To be done — Copy the material from the line containing "Mark the woman's lips" down through the line containing "[221,371,275,389]", replacing "woman's" with "lady's" and leaving everything else unchanged.

Input material —
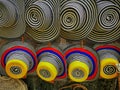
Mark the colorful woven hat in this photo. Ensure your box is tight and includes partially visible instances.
[37,46,67,82]
[94,44,120,79]
[0,0,25,38]
[88,0,120,42]
[0,41,37,78]
[0,76,28,90]
[64,45,99,82]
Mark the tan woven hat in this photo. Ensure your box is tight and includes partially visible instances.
[0,0,25,38]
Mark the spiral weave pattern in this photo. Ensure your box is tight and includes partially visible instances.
[60,0,97,40]
[88,0,120,42]
[26,0,60,42]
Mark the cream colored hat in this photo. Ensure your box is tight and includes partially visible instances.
[0,0,25,38]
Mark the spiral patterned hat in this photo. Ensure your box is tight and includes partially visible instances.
[26,0,60,42]
[60,0,97,40]
[0,0,25,38]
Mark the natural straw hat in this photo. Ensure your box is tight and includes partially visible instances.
[0,0,25,38]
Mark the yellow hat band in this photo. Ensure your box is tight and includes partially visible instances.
[68,61,89,82]
[37,62,58,82]
[5,59,28,79]
[100,58,119,79]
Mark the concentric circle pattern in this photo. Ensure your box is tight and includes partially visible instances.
[0,0,17,27]
[60,0,97,40]
[64,45,99,82]
[25,0,60,42]
[88,0,120,42]
[103,65,116,75]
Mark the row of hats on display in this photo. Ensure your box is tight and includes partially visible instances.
[0,41,120,82]
[0,0,120,42]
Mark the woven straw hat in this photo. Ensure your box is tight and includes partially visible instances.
[0,0,25,38]
[0,76,28,90]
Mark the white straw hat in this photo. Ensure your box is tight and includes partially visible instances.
[0,0,25,38]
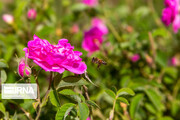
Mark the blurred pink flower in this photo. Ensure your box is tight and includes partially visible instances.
[27,9,37,20]
[170,57,178,66]
[18,58,31,77]
[131,54,140,62]
[92,18,108,34]
[24,35,87,74]
[82,0,98,7]
[71,24,79,33]
[82,27,103,54]
[162,8,175,26]
[86,117,91,120]
[162,0,180,33]
[2,14,14,24]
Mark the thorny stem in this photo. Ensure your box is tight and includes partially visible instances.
[13,103,34,120]
[35,72,53,120]
[148,32,156,68]
[173,79,180,99]
[109,96,117,120]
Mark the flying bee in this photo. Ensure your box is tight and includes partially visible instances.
[92,57,107,68]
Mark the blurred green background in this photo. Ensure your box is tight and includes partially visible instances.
[0,0,180,120]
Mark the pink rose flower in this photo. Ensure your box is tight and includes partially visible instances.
[82,27,103,54]
[92,18,108,35]
[71,24,79,34]
[27,9,37,20]
[131,54,140,62]
[86,117,91,120]
[164,0,176,7]
[82,0,98,7]
[2,14,14,24]
[170,57,178,66]
[18,58,31,77]
[162,0,180,33]
[23,35,87,74]
[162,8,175,26]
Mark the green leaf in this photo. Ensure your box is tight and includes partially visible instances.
[105,89,116,99]
[145,89,163,111]
[130,94,144,119]
[71,3,87,11]
[59,89,77,95]
[86,100,100,109]
[53,73,63,88]
[55,103,75,120]
[49,90,60,107]
[0,59,8,68]
[58,76,89,88]
[0,102,6,115]
[0,70,7,83]
[78,103,89,120]
[32,102,39,110]
[117,97,129,105]
[117,88,135,96]
[12,112,18,120]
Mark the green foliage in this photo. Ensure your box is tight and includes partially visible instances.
[0,0,180,120]
[55,103,75,120]
[78,103,89,120]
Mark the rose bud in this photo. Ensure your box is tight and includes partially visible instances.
[27,9,37,20]
[18,58,31,77]
[2,14,14,24]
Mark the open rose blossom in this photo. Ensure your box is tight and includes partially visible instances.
[23,35,87,74]
[82,27,103,54]
[161,0,180,33]
[2,14,14,24]
[18,58,31,77]
[92,18,108,35]
[82,0,98,7]
[131,54,140,62]
[27,9,37,20]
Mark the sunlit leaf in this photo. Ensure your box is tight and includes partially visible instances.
[117,88,135,96]
[49,90,60,107]
[130,94,143,119]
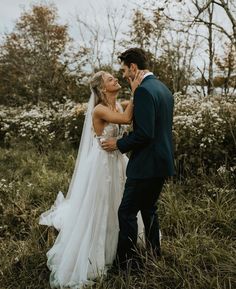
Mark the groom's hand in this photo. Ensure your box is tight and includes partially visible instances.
[101,138,117,152]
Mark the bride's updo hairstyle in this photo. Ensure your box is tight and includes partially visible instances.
[90,70,108,106]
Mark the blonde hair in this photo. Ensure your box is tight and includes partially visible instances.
[90,70,109,106]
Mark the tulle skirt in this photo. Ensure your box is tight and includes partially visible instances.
[40,145,128,289]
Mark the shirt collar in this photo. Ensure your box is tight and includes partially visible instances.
[143,71,153,79]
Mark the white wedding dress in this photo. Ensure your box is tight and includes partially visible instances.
[40,124,131,289]
[39,94,143,289]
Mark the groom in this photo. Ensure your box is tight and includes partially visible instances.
[102,48,174,268]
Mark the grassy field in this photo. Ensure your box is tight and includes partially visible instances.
[0,144,236,289]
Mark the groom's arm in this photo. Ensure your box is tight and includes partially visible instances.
[116,87,155,153]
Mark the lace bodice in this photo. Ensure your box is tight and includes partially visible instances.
[95,123,126,140]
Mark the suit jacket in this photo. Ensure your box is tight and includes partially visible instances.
[117,75,174,179]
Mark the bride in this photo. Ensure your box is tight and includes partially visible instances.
[39,71,143,289]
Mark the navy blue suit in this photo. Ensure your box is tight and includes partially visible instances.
[117,75,174,262]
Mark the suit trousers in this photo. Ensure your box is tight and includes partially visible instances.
[116,178,165,264]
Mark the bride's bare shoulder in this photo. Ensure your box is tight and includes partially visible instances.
[93,103,109,115]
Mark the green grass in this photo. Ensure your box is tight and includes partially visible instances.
[0,144,236,289]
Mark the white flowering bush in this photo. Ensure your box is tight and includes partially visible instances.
[174,94,236,171]
[0,94,236,172]
[0,100,86,150]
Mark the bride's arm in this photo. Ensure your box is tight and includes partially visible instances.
[94,101,133,124]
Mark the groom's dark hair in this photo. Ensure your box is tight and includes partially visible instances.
[118,48,148,69]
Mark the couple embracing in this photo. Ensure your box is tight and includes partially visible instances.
[40,48,174,289]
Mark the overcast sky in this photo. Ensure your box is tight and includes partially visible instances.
[0,0,230,73]
[0,0,137,36]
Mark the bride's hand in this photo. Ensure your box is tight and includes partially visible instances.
[129,70,144,94]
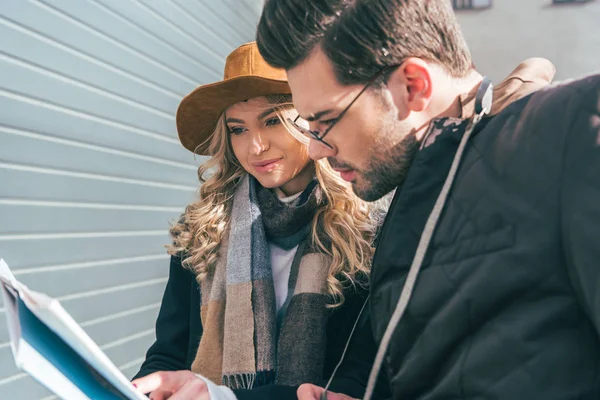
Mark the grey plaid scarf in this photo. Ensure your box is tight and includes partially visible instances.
[192,176,330,389]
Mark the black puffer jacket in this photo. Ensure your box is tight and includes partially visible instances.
[371,71,600,400]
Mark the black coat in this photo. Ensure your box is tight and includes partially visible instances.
[371,75,600,400]
[135,257,390,400]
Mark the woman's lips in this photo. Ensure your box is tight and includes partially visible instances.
[252,158,281,173]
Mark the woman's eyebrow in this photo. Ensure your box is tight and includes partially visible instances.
[258,108,275,120]
[225,118,244,124]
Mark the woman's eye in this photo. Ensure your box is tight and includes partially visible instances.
[229,127,246,136]
[265,117,281,126]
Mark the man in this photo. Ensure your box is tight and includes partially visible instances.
[258,0,600,400]
[136,0,600,400]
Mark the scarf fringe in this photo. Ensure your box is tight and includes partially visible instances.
[221,371,275,389]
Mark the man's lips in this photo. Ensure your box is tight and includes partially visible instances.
[334,168,357,182]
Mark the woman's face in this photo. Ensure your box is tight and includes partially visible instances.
[225,97,314,196]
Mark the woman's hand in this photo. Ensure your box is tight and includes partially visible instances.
[132,371,210,400]
[297,383,356,400]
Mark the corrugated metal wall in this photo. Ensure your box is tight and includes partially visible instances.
[0,0,261,399]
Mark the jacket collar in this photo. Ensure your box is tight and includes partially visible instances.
[459,58,556,119]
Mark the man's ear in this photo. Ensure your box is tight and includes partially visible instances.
[387,57,433,112]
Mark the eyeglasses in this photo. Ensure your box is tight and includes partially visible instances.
[288,64,400,149]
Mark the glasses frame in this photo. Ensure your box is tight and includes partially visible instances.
[287,64,400,149]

Solution —
Mark the lady's lips in this photo. Ensure your box is tight and includes partially visible instances.
[252,158,281,173]
Mark the lady's eyebrow in this photo. Ensure your box is tight and includes partially visible instances.
[258,108,275,120]
[225,118,244,124]
Mark the lady's eye in this photo. Ensure your box is tight and includes partially visible instances.
[229,127,246,136]
[265,117,281,126]
Mark the man in this photo. Ensure your box is tight and includes partially visible instances.
[258,0,600,400]
[136,0,600,400]
Mark the scarf fringe in this photo. Ensure your box is tight and includes partially visible instances.
[221,371,275,389]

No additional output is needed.